* _Source excerpt_:
════════

# Lathe and Mill plans (home made making mini lathe and mill)



## alihureiby

this's is about 7-10 mb, so i can's upload here because the max limit is 3 mb.
if you want just email me on [email protected] , i will attach you by email.
i got the URL site 
http://mmu.ic.polyu.edu.hk/il/Haesls/2011HaeslLathe.pdf 

some pict of the plans.


----------



## Herbiev

Hi Ali. Quite an ambitious project you got there. Looking forward to following your progress.


----------



## Omnimill

I've thought about this several times. Although more expensive I'd use Linear guides rather than rods and bearings:

http://www.directindustry.com/prod/...ogy-gmbh/linear-guide-rails-63228-481935.html

They use these on specialist machines quite a lot.


----------



## RonGinger

Many years ago MODELTEC magazine had an article on a small lathe that was very easy to build. Its way structure was 1" square ground stock set on point so it made 45 degree V ways. The entire design was very clever. 

I would avoid round ways. It is impossible to make any adjustment for wear. With a V way the gib or lower member can be tightened to take out slop. I would seriously consider the ball slides.

I think I have the old issue in a box, Ill dig around and see if I can find it. I dont know what the copyright issues would be, the magazine has been defunct for years.


----------



## alihureiby

Omnimill said:


> I've thought about this several times. Although more expensive I'd use Linear guides rather than rods and bearings:
> 
> http://www.directindustry.com/prod/...ogy-gmbh/linear-guide-rails-63228-481935.html
> 
> They use these on specialist machines quite a lot.



Hi 

usually that bearing rail is used for smoth move machine like cnc router/engroving. but for lathe and mill which must handle more weight that's will not long life. 

like RonGinger say, for lathe is V way is good.

but it's look nice and expensive, im trying to build my home made cnc engroving but i use bearing locker rail (this is for trail so use cheaper one)


----------



## alihureiby

RonGinger said:


> Many years ago MODELTEC magazine had an article on a small lathe that was very easy to build. Its way structure was 1" square ground stock set on point so it made 45 degree V ways. The entire design was very clever.
> 
> I would avoid round ways. It is impossible to make any adjustment for wear. With a V way the gib or lower member can be tightened to take out slop. I would seriously consider the ball slides.
> 
> I think I have the old issue in a box, Ill dig around and see if I can find it. I dont know what the copyright issues would be, the magazine has been defunct for years.



hii

yes you right, but it's need casting level  

ali


----------



## alihureiby

Herbiev said:


> Hi Ali. Quite an ambitious project you got there. Looking forward to following your progress.



hi 

nooo, just sharing that plans


----------



## TorontoBuilder

RonGinger said:


> Many years ago MODELTEC magazine had an article on a small lathe that was very easy to build. Its way structure was 1" square ground stock set on point so it made 45 degree V ways. The entire design was very clever.
> 
> I think I have the old issue in a box, Ill dig around and see if I can find it. I dont know what the copyright issues would be, the magazine has been defunct for years.



Copyrights extend past the life of publication or company, or the life of the original rights holder. Companies that go bankrupt usually have their creditors seize their copyrights. Copyright holders who die either will their copyrights to another person or if not specified the rights pass to next of kin.

════════

* _Short exercise 1_: Revise the passage of the forum thread on lathe and mill plans from "this's is about" up to and including "you by email.", replacing "upload" with "post", and present the revised passage in full.
* _Short exercise 2_: Continue the forum thread on lathe and mill plans, beginning after its final sentence.

* _Data extract_:
════════

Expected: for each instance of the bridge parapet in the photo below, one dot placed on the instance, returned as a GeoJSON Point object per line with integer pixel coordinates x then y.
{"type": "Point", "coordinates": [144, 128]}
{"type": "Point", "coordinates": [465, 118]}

════════

* _Expected output 1_:
this's is about 7-10 mb, so i can's post here because the max limit is 3 mb.
if you want just email me on [email protected] , i will attach you by email.

* _Expected output 2_:
In the case of Modeltec I believe the rights were sold to Daniel Smith of Louisville Kentucky. So it would be best not to post a copy here, as much as I would like a copy. 

However, if you find the issue number I'd appreciate knowing the issue so I can try to buy an old copy of that issue of the magazine. I cannot find the article in my index of Modeltec magazine.  Failing that I would try to contact Daniel to see if he has a copy for sale or would grant permission to authorize the copy of one.


----------



## Omnimill

alihureiby said:


> Hi
> 
> usually that bearing rail is used for smoth move machine like cnc router/engroving. but for lathe and mill which must handle more weight that's will not long life.



We recently sold a Denford CNC Milling Machine at work (about the size of an X3) that had exactly that type of linear bearing! If it's good enough for Denford I'm sure it would be fine for my needs.


----------



## RonGinger

I have dug through my old MODELTEC and cannot find the lathe article. I remember it was a design project by a College course. It used machining of related parts clamped together- like the left and right legs and the headstock so that the cuts for the square ways would be exactly the same distance apart. I think it was the cover story of the issue with a photo on the cover.

Sorry I cannot find it now. Maybe someone else that has more MODELTEC than I do can look.


----------



## TorontoBuilder

Thanks for looking Ron.


----------



## agmachado

The look is very cool!

Cheers,

Alexandre


----------



## deverett

alihureiby said:


> snip...  usually that bearing rail is used for smoth move machine like cnc router/engroving. but for lathe and mill which must handle more weight that's will not long life.



My manual Wabeco mill uses linear guides on all axes and I don't think they would use them unless they had a reasonably long life.

Dave
The Emerald Isle


----------



## Aripug

Thanks to share it with us!


----------



## Wizard69

Are you sure it was MODELTEC?    I have very few copies of MODELTEC but seem to remember an article along the lines you describe below.    Since I get Machinist Workshop and Home Shop Machinist I have to wonder if it was in one of those issues.  

In any event I think people need to remember that a lathe is a simpe machine relatively.    As such it is pretty easy to come up with your own design.   



RonGinger said:


> I have dug through my old MODELTEC and cannot find the lathe article. I remember it was a design project by a College course. It used machining of related parts clamped together- like the left and right legs and the headstock so that the cuts for the square ways would be exactly the same distance apart. I think it was the cover story of the issue with a photo on the cover.
> 
> Sorry I cannot find it now. Maybe someone else that has more MODELTEC than I do can look.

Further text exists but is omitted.